The problem:
Copy every line of the records below where the word "framed" occurs.

START Data for this task

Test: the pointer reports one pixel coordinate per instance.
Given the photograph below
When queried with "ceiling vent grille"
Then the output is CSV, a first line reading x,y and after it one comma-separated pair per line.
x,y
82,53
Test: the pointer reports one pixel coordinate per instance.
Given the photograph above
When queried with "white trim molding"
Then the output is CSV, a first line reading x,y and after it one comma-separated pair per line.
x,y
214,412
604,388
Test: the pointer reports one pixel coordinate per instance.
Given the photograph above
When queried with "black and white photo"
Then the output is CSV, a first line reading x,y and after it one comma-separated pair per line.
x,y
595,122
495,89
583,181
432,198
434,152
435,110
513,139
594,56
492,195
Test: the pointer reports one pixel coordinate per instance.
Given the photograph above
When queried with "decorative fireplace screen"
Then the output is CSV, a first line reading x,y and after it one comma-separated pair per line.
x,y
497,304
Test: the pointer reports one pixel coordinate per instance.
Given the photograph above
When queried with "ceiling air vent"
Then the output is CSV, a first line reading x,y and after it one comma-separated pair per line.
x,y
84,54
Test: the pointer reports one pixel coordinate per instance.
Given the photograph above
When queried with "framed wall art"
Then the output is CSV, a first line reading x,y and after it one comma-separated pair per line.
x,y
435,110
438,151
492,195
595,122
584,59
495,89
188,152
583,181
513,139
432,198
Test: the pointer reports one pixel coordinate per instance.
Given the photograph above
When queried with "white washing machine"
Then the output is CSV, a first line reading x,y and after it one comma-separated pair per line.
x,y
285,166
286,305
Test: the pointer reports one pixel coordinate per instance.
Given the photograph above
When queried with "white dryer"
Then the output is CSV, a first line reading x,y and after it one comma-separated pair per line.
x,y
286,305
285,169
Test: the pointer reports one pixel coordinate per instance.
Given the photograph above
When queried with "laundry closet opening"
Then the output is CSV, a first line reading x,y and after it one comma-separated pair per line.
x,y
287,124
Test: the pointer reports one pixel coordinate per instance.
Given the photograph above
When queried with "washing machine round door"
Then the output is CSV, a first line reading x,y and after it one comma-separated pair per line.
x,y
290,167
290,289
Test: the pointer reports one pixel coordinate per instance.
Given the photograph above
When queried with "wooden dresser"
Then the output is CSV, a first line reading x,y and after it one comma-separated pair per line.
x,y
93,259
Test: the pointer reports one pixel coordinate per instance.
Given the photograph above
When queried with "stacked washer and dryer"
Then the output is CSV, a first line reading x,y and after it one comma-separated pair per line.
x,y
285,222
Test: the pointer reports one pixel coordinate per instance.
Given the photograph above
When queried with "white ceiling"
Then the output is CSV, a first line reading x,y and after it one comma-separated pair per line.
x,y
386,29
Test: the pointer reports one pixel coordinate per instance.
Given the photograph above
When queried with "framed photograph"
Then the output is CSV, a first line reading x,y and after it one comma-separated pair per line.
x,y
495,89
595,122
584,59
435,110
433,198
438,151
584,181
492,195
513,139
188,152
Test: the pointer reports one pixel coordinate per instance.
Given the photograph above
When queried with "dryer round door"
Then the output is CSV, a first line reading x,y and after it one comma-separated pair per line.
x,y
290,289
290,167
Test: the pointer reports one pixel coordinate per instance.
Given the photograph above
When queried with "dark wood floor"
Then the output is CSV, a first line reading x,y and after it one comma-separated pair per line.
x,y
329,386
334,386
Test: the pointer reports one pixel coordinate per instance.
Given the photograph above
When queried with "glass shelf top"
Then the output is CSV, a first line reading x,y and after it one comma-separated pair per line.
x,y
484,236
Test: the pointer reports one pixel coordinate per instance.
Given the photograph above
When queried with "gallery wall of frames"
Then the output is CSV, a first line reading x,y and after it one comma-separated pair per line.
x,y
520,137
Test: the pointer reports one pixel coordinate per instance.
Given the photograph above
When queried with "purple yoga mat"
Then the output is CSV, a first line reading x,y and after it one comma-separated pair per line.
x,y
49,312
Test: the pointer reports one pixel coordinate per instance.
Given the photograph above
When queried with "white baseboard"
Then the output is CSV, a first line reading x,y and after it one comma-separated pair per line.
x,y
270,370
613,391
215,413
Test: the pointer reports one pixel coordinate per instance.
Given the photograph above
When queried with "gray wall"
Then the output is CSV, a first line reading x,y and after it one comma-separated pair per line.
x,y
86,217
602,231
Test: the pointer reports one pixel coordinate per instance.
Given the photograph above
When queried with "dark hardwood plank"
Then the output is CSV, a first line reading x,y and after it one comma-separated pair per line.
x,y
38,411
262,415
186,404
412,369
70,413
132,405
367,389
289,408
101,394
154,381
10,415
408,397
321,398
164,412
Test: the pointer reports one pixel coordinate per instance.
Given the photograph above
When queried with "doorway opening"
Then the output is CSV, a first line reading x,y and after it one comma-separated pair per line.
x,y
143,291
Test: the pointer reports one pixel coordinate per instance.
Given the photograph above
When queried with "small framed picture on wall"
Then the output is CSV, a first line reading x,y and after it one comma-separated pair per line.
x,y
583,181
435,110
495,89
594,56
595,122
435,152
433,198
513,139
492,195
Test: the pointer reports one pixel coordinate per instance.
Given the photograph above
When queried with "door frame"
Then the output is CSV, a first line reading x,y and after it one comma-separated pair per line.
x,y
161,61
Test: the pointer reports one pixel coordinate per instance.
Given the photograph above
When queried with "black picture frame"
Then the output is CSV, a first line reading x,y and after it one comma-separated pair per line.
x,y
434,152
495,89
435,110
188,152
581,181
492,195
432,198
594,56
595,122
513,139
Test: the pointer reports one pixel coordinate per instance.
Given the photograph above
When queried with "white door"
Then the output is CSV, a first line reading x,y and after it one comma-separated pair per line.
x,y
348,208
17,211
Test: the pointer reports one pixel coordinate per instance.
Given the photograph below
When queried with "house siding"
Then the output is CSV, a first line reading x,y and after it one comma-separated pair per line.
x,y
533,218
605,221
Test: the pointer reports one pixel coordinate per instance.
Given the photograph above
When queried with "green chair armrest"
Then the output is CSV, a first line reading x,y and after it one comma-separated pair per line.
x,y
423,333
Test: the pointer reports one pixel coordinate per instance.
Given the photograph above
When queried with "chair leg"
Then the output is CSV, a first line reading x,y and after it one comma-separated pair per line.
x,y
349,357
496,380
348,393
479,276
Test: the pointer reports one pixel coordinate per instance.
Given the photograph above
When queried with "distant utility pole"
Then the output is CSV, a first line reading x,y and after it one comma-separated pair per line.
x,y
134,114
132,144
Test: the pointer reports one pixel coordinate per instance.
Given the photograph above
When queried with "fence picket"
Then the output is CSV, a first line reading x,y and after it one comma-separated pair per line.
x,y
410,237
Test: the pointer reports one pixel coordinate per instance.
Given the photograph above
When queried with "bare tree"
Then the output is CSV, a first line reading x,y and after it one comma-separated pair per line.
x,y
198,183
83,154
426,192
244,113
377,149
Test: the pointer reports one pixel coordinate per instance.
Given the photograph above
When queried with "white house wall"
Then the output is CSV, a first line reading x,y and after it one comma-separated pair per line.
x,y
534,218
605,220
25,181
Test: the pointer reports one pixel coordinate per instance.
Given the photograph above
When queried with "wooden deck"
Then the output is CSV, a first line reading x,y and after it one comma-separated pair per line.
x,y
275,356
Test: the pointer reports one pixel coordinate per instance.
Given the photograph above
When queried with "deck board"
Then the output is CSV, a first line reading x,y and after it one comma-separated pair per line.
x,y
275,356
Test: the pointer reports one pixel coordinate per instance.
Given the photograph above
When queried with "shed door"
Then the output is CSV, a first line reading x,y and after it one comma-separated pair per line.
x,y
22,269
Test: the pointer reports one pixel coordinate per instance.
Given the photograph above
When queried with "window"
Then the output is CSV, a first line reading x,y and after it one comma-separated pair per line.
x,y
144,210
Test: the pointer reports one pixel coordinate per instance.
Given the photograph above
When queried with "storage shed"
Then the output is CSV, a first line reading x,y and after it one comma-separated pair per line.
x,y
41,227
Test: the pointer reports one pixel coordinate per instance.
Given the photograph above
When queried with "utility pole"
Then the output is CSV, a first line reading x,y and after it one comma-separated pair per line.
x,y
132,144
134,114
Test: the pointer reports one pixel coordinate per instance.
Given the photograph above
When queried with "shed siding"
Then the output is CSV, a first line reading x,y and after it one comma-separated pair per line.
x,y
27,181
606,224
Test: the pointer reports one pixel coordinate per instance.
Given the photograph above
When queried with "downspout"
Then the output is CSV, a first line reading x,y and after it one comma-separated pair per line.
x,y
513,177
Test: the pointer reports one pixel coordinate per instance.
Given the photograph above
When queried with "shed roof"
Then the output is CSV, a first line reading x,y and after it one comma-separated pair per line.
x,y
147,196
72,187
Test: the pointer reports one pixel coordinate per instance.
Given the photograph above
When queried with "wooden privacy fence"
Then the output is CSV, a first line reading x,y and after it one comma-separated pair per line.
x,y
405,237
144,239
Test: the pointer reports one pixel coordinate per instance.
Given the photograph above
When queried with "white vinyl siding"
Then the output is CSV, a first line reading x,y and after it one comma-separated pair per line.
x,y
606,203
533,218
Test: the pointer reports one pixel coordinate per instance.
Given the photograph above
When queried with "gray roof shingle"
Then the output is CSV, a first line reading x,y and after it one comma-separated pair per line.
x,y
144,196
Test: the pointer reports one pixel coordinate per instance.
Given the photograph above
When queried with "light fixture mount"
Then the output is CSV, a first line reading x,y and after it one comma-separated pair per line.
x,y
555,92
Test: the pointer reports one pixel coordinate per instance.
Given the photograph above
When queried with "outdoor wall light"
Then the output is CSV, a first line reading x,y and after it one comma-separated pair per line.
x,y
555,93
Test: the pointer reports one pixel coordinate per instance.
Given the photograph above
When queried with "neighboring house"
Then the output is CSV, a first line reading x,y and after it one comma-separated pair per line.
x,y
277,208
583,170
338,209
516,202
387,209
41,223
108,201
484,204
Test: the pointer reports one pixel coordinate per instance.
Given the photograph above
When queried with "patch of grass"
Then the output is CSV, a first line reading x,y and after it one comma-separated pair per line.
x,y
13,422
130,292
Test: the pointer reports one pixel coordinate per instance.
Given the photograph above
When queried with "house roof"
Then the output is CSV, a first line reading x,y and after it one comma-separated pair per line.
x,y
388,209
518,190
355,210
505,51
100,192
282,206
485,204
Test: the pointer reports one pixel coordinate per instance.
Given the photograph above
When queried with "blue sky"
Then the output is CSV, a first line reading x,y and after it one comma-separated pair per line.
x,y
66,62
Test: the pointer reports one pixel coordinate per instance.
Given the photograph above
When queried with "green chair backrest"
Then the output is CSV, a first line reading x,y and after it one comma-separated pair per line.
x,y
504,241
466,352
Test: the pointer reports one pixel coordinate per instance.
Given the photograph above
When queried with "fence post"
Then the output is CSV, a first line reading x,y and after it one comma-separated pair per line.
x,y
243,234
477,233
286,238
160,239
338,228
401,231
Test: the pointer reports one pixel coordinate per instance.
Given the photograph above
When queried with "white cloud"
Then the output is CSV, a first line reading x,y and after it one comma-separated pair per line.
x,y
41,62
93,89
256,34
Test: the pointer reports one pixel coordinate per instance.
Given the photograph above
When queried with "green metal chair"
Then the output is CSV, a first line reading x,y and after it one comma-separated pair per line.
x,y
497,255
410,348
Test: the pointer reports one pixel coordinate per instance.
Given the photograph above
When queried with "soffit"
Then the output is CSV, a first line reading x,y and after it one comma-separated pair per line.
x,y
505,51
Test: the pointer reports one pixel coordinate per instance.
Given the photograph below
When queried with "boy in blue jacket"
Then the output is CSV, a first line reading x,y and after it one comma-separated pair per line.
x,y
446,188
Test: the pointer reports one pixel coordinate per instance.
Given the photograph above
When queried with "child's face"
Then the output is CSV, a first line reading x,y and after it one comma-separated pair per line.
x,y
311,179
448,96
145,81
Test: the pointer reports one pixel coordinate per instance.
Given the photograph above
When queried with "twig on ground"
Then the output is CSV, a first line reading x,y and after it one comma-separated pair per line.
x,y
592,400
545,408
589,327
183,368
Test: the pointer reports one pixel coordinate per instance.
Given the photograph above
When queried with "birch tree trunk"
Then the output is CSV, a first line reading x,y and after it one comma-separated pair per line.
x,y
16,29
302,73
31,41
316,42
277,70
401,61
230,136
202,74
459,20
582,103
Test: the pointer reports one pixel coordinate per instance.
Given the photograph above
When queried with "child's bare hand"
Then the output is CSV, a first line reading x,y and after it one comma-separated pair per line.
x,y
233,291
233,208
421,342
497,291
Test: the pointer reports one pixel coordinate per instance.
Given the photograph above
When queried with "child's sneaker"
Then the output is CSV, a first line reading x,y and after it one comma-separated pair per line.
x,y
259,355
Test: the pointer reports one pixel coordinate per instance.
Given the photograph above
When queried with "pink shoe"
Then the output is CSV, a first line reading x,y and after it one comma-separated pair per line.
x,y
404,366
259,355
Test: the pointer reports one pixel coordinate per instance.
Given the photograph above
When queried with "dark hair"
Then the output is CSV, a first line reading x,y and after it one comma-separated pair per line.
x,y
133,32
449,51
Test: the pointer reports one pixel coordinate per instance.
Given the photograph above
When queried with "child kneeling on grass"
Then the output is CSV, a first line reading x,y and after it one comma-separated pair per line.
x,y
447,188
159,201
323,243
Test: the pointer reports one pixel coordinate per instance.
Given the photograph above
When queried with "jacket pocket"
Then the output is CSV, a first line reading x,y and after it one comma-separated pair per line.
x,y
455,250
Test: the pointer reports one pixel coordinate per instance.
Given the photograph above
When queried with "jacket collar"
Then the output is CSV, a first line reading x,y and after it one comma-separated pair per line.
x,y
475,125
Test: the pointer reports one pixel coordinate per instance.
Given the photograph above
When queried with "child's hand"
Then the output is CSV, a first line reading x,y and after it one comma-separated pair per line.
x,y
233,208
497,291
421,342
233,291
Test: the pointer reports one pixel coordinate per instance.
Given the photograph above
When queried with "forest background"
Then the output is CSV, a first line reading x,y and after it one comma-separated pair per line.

END Data for this task

Result below:
When queried with "framed wall art"
When queried with "framed photograph"
When queried with "small framed picture on wall"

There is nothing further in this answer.